THE EXERCISE
Print the following lines without any changes.

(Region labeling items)
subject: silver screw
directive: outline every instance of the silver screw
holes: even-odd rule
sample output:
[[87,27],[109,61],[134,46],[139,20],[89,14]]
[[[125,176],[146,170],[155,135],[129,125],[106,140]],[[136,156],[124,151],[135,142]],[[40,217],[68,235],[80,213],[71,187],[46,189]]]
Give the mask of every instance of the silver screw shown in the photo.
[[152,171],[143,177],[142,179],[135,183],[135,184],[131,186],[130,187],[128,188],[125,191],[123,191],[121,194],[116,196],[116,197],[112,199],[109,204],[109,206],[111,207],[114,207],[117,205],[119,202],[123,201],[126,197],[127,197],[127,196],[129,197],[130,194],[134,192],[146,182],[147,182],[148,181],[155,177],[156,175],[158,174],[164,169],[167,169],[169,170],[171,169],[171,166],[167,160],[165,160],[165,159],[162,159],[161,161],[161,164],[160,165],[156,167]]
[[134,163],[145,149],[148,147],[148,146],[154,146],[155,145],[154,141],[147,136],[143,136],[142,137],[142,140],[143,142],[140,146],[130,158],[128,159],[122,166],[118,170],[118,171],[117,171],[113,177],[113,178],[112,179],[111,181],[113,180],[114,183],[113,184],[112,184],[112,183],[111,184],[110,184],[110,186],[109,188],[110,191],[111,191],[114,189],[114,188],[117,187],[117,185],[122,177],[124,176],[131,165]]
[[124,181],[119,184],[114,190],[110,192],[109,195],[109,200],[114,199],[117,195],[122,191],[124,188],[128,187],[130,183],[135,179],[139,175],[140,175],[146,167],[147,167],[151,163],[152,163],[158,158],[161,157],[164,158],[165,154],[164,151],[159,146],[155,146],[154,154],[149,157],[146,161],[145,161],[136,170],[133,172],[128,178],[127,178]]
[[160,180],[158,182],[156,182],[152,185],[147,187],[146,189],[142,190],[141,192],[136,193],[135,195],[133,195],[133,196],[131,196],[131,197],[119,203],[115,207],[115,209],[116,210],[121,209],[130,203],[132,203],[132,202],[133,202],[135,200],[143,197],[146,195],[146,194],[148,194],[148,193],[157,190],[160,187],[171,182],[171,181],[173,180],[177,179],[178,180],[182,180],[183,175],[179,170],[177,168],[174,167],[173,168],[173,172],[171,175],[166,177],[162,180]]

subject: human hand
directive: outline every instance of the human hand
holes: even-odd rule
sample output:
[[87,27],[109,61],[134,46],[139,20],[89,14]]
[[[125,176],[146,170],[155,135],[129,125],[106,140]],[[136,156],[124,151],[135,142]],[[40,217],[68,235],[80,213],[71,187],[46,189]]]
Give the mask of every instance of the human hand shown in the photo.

FULL ANSWER
subject: silver screw
directive: outline every instance of the silver screw
holes: even-odd rule
sample output:
[[87,27],[109,61],[134,46],[139,20],[89,14]]
[[[125,176],[146,170],[155,135],[129,125],[106,140]],[[136,156],[124,151],[135,142]],[[40,217],[68,235],[80,213],[71,187],[46,189]]]
Give the mask of every instance of the silver screw shown in the photo.
[[152,171],[143,177],[142,179],[135,183],[135,184],[131,186],[130,187],[128,188],[125,191],[123,191],[121,194],[116,196],[116,197],[112,199],[109,204],[109,206],[111,207],[114,207],[117,205],[119,202],[123,201],[126,197],[127,197],[127,196],[129,197],[130,194],[134,192],[146,182],[147,182],[148,181],[155,177],[156,175],[158,174],[164,169],[167,169],[169,170],[171,169],[171,166],[167,160],[165,160],[165,159],[162,159],[161,161],[161,164],[160,165],[156,167]]
[[134,163],[145,149],[148,147],[148,146],[154,146],[155,145],[154,141],[147,136],[143,136],[142,137],[142,140],[143,142],[140,146],[130,158],[128,159],[122,166],[118,170],[118,171],[117,171],[113,177],[113,178],[112,179],[111,181],[113,180],[114,183],[113,184],[112,184],[112,183],[111,184],[110,184],[110,186],[109,188],[110,191],[111,191],[114,189],[114,188],[117,187],[117,185],[122,177],[124,176],[131,165]]
[[124,181],[119,184],[114,190],[110,192],[109,195],[109,200],[114,199],[117,195],[122,191],[124,188],[128,187],[130,183],[135,179],[139,175],[140,175],[146,167],[147,167],[151,163],[152,163],[158,158],[161,157],[164,158],[165,154],[164,151],[159,146],[155,146],[154,154],[149,157],[146,161],[145,161],[136,170],[133,172],[128,178],[127,178]]
[[160,180],[158,182],[156,182],[152,185],[147,187],[146,189],[142,190],[141,192],[136,193],[135,195],[133,195],[133,196],[131,196],[131,197],[119,203],[115,207],[115,209],[116,210],[121,209],[130,203],[132,203],[132,202],[133,202],[135,200],[143,197],[146,195],[146,194],[148,194],[148,193],[157,190],[160,187],[171,182],[171,181],[173,180],[177,179],[178,180],[182,180],[183,175],[179,170],[177,168],[174,167],[173,168],[173,172],[171,175],[166,177],[162,180]]

subject: human hand
directive: outline every instance of the human hand
holes: even-odd rule
sample output:
[[87,27],[109,61],[134,46],[139,20],[89,14]]
[[[125,176],[146,170],[155,135],[129,125],[106,140]],[[136,156],[124,151],[135,142]],[[40,217],[68,235],[80,213],[71,187],[46,189]]]
Give the mask of every instance of the human hand shown in the photo.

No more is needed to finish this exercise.